[Position identification records]
★ ★ ★ ★ ★ ★ ★

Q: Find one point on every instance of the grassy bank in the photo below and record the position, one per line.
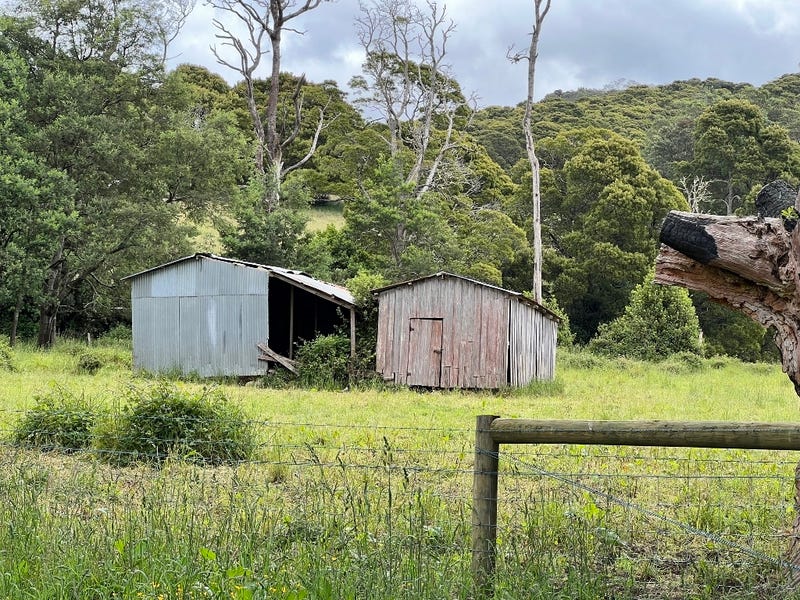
(367, 494)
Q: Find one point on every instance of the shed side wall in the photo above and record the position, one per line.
(474, 333)
(532, 344)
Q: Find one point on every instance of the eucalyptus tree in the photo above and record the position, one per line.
(736, 149)
(32, 195)
(540, 10)
(135, 156)
(407, 83)
(603, 206)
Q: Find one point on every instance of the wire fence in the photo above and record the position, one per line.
(340, 510)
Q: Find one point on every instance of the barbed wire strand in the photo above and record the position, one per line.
(752, 552)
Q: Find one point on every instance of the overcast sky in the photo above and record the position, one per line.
(584, 43)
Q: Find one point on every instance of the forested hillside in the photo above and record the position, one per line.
(109, 165)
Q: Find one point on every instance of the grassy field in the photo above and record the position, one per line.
(367, 494)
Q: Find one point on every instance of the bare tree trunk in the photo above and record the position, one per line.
(265, 18)
(751, 265)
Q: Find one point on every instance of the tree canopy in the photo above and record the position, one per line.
(109, 165)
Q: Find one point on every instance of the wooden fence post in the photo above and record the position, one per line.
(484, 507)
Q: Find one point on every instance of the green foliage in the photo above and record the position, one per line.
(162, 421)
(119, 334)
(736, 149)
(60, 420)
(730, 333)
(268, 237)
(7, 362)
(602, 209)
(566, 339)
(659, 321)
(324, 362)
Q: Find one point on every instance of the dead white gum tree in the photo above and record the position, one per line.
(540, 9)
(751, 264)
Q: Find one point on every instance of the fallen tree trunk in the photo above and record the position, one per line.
(751, 265)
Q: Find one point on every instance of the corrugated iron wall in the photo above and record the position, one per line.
(200, 316)
(474, 334)
(532, 344)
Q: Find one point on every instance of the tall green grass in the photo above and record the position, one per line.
(367, 494)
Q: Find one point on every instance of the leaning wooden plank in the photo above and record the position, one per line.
(275, 357)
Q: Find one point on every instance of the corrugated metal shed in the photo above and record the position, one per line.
(447, 331)
(206, 314)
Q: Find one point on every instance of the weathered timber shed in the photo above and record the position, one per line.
(215, 316)
(447, 331)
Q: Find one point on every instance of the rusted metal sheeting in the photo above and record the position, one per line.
(200, 316)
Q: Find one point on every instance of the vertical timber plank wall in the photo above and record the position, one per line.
(474, 331)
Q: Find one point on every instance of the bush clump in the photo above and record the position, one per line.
(659, 322)
(162, 421)
(89, 362)
(59, 421)
(324, 362)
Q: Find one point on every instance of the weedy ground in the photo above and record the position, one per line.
(367, 493)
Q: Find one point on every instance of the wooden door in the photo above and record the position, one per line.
(424, 352)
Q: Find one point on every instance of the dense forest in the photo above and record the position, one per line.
(109, 164)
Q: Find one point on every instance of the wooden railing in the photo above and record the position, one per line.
(491, 431)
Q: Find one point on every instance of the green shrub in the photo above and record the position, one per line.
(7, 362)
(659, 321)
(162, 421)
(117, 334)
(60, 420)
(89, 362)
(324, 362)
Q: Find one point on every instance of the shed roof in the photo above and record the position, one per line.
(443, 275)
(330, 291)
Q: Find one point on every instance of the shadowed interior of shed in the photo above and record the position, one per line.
(297, 316)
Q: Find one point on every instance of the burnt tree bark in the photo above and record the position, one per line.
(750, 264)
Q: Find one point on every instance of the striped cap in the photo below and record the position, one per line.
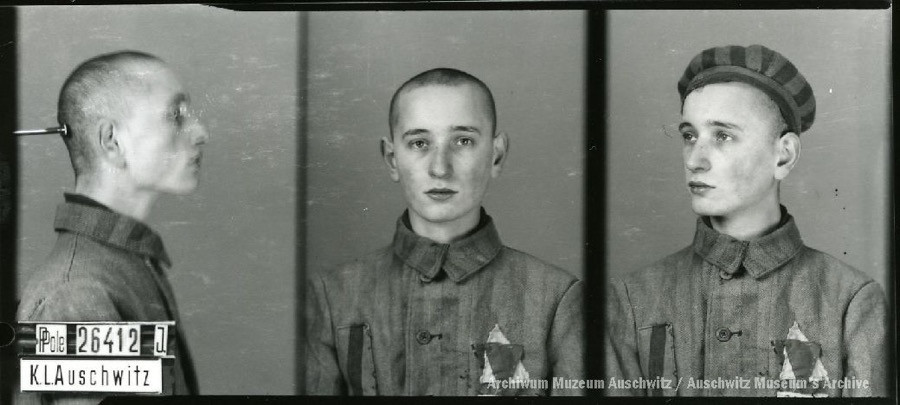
(760, 67)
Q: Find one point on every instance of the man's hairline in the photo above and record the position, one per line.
(781, 126)
(485, 92)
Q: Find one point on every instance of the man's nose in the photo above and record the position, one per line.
(199, 135)
(696, 157)
(440, 166)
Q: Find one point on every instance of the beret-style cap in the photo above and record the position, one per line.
(760, 67)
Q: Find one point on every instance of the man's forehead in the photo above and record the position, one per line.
(730, 100)
(438, 100)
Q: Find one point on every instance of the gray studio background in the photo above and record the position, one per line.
(232, 242)
(837, 192)
(534, 64)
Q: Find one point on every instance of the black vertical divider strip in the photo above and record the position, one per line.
(595, 194)
(8, 194)
(300, 212)
(893, 373)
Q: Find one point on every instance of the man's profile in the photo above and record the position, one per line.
(446, 309)
(747, 309)
(131, 137)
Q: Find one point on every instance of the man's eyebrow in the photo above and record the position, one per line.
(414, 131)
(726, 125)
(179, 98)
(464, 128)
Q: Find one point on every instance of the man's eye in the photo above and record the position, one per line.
(179, 112)
(465, 141)
(689, 136)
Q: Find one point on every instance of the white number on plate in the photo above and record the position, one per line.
(108, 340)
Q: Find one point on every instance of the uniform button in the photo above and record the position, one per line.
(423, 337)
(723, 334)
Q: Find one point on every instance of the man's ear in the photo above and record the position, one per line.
(387, 153)
(788, 151)
(108, 138)
(501, 149)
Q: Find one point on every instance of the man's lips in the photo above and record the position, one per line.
(440, 194)
(699, 186)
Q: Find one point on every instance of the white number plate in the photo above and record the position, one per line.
(108, 340)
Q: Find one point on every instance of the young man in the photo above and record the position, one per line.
(747, 309)
(131, 138)
(446, 309)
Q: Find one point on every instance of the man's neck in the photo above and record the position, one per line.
(749, 225)
(444, 232)
(113, 194)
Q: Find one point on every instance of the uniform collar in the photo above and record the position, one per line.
(459, 259)
(84, 216)
(759, 256)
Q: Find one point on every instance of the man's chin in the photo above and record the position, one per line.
(706, 209)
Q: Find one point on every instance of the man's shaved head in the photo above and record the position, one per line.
(443, 77)
(100, 88)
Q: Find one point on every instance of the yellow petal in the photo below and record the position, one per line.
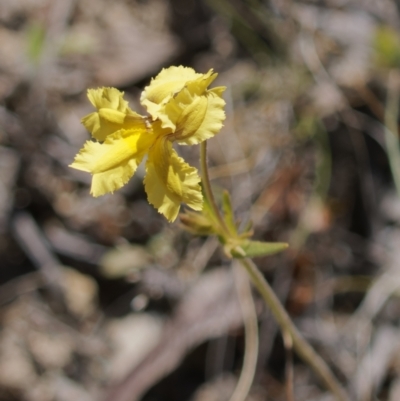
(168, 82)
(170, 181)
(110, 98)
(113, 162)
(113, 113)
(188, 109)
(201, 120)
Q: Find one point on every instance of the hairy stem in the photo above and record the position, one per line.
(207, 188)
(302, 347)
(251, 334)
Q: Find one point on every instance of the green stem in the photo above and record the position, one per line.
(391, 129)
(300, 344)
(207, 188)
(302, 347)
(250, 323)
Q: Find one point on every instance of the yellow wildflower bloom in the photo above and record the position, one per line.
(182, 110)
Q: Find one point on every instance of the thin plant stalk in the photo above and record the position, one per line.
(300, 344)
(207, 187)
(289, 372)
(391, 129)
(250, 322)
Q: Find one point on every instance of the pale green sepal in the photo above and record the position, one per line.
(228, 212)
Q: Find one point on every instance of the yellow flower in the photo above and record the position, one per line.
(182, 110)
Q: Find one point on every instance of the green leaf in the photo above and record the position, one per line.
(35, 38)
(257, 248)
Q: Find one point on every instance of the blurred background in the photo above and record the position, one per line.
(102, 299)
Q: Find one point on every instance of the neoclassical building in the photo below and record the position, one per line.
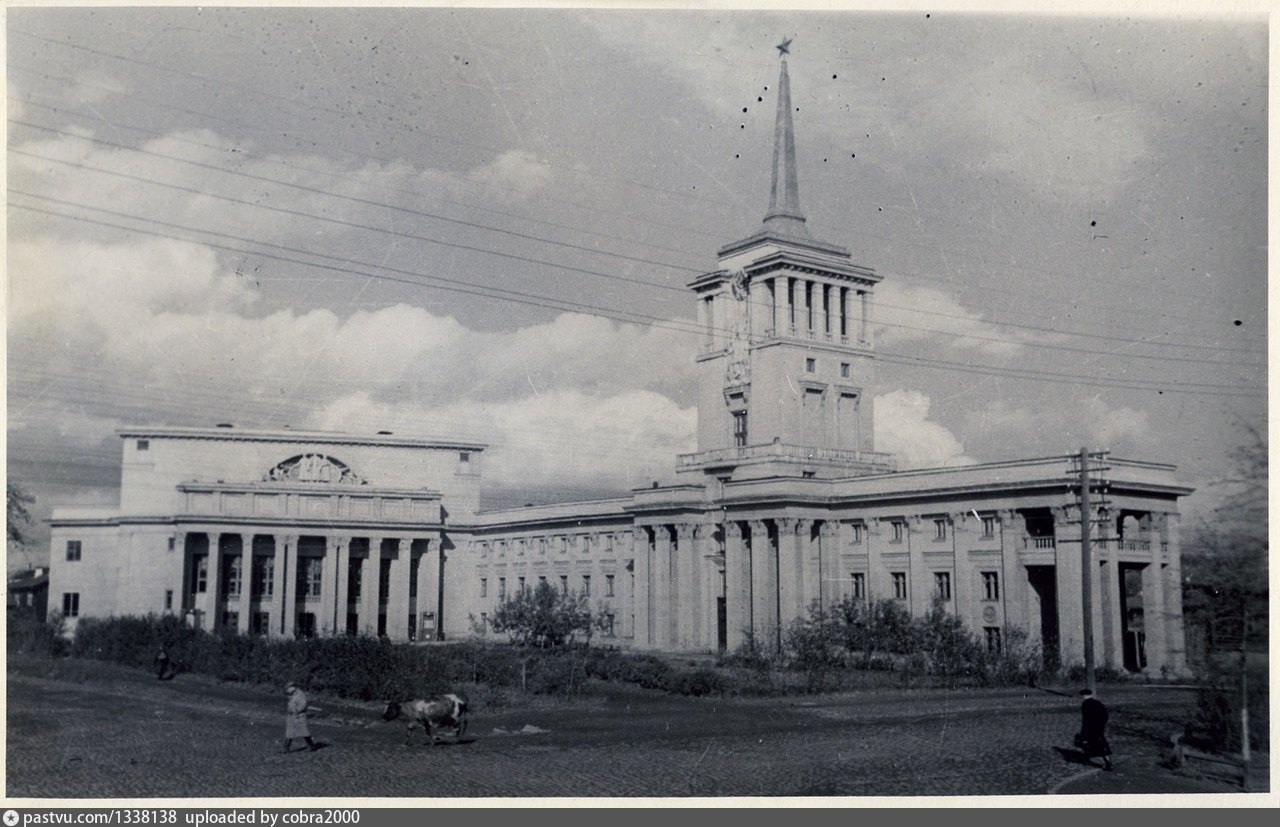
(784, 503)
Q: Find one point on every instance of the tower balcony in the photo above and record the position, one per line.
(830, 460)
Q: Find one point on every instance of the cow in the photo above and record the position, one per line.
(443, 712)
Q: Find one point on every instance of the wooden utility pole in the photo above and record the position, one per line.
(1087, 571)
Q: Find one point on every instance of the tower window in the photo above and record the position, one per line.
(739, 429)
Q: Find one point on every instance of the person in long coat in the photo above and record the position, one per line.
(296, 718)
(1092, 738)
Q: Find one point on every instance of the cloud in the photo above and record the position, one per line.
(513, 176)
(904, 313)
(903, 428)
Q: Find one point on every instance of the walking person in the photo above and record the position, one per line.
(1092, 738)
(161, 662)
(296, 718)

★ ★ ★ ★ ★ ★ ★

• The exercise: Transcribe the entries exactly, from the line containing "Q: Find one point on every instance of the yellow wildflower" through the end of the entries, leaving out the picture.

• Finished exercise:
Q: Find one point on every instance of the yellow wildflower bloom in the photo above and record the position, one per line.
(182, 110)
Q: Find one point on every instance of the thin plant stalk in the photo above and record the position, one per line.
(300, 344)
(207, 187)
(289, 372)
(391, 129)
(250, 322)
Q: Find one point on every instance of the pale green sepal in the photo above and record the position, one per line.
(228, 212)
Q: Find one point on every instance of the yellow flower in the photo above and record the position, one per line.
(182, 110)
Q: Find one point on every instance of the green leaf in the photo above and record the position, one per line.
(35, 38)
(257, 248)
Q: Find one point on every instance of the blurred background in the photo above and record the position, one per line.
(102, 299)
Q: Find one point on every instance of the neoclassical building in the photo below and record the position, one per line.
(784, 503)
Q: Find one point on every instance of the tower balcony in the photo above and record the position, one per line.
(830, 460)
Q: Find one point on every instance of the cow in the photo above and record the position, one per line.
(443, 712)
Q: Find one point on every instance of the wooden utility pole in the photo above and record the position, one per line.
(1087, 571)
Q: Find one point on every instance of the tower window in the photo above and record the position, one per line.
(739, 429)
Q: Find one point on every instance of the person in long coat in the photo above and record the position, one per line.
(296, 718)
(1092, 738)
Q: Find one point on every instance of the cloud in the photo above and record the position, one per line.
(513, 176)
(904, 313)
(903, 428)
Q: Find one point on every instance of the walking person in the photo above and record the position, one per line.
(1092, 738)
(161, 662)
(296, 718)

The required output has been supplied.